### [SOURCE TEXT]
================
The second step is the taharah itself, the purification ritual itself, which involves pouring the biblical measure of nine kavim of water, which is like 24 quarts of water plus, in a one steady stream above the body, with the words “this person is pure” being spoken above the person. And that also is something you would never do for the living. But you do it for all of the dead and it is the ultimate honoring. 

[David Zinner]: We dry the body and dress the body in tachrichim, which are burial garments, usually a shirt, a jacket, pants, belt, headcovering. 

[R. Linda Holtzman]: As you dress the person in shrouds, the liturgy that you recite is the same liturgy that is written about the high priest in the Book of Leviticus. And that is a way of honoring the person who has died, of treating them equally along with everybody else, because everyone wears those shrouds, and really not denying death, because you would never wear those shrouds when you were alive. The feet of the shrouds are sewn together so that you couldn't get your feet out of the bottom of the pants. Because they're not made for walking, right- they are made for lying still. And everything about the shroud- it's white linen, it's very simple, it's tied, it isn't like buttoned or zippered, there's nothing fancy about it. So, it's very clearly a clothing for someone who has died. But it is also the ultimate and honoring. 

[David Zinner]: Then lift the body and put it into the casket. And then put Israeli earth on the body as well as most groups use pottery shards on the eyes and mouth, close the casket, and light a candle, and put it on the casket. And that's the physical aspect of it. 

[R. Ariana Katz]: After the deceased has laid inside the casket, and we put the lid on top, and we lay our hands on the casket, and offer up apologies and blessings to the person who we know is inside. We then sing a song, that for me stays in my bones for the hours following and sings me home.
================
### [RECORDS SHOWN]
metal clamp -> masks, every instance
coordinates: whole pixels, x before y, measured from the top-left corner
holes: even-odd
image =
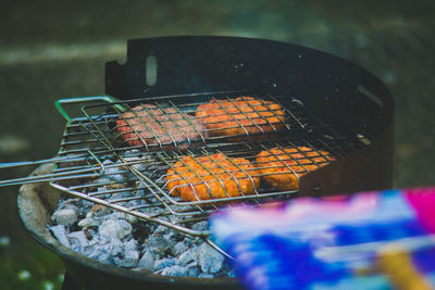
[[[104,101],[108,103],[114,103],[116,100],[113,99],[112,97],[109,96],[97,96],[97,97],[78,97],[78,98],[67,98],[67,99],[60,99],[54,102],[55,108],[58,109],[59,113],[62,114],[62,116],[70,122],[72,117],[66,113],[64,108],[62,106],[63,104],[72,104],[72,103],[83,103],[83,102],[95,102],[95,101]],[[125,108],[123,108],[120,104],[116,104],[116,106],[121,111],[125,111]]]

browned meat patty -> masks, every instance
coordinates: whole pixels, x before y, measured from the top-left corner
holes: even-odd
[[[299,177],[325,166],[336,157],[310,147],[272,148],[257,154],[261,178],[277,190],[297,190]]]
[[[175,108],[140,104],[121,114],[116,121],[121,137],[133,147],[189,147],[189,141],[207,138],[206,126]]]
[[[167,190],[184,201],[254,194],[260,186],[257,168],[246,159],[223,153],[183,156],[167,169]]]
[[[285,112],[279,104],[252,97],[211,100],[200,104],[195,115],[212,136],[250,136],[285,127]]]

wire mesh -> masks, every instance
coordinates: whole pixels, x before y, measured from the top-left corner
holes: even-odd
[[[166,96],[83,105],[83,116],[66,126],[59,151],[63,159],[54,168],[54,174],[74,174],[51,184],[203,236],[206,231],[189,225],[223,204],[249,206],[296,197],[300,176],[361,146],[318,122],[300,101],[239,96]]]

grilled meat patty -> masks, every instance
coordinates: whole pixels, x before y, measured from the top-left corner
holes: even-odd
[[[121,137],[133,147],[189,147],[190,141],[207,138],[206,126],[175,108],[140,104],[121,114],[116,121]]]
[[[256,167],[246,159],[222,153],[183,156],[167,171],[167,190],[184,201],[249,196],[260,186]]]
[[[208,126],[211,136],[250,136],[285,127],[285,113],[279,104],[252,97],[211,100],[200,104],[195,116]]]
[[[299,177],[336,160],[328,152],[309,147],[272,148],[257,154],[261,178],[277,190],[297,190]]]

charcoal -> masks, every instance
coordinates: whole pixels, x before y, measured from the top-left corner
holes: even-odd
================
For each statement, say yes or no depending on whether it agrees with the passage on the taharah ritual, and quote the exact words from the passage that decide it. 1. The water is poured over the body in one steady stream. 2. The shrouds are fastened with buttons. 3. Pottery shards are placed on the hands of the deceased.

1. Yes: "in a one steady stream above the body"
2. No: "it's tied, it isn't like buttoned or zippered"
3. No: "pottery shards on the eyes and mouth"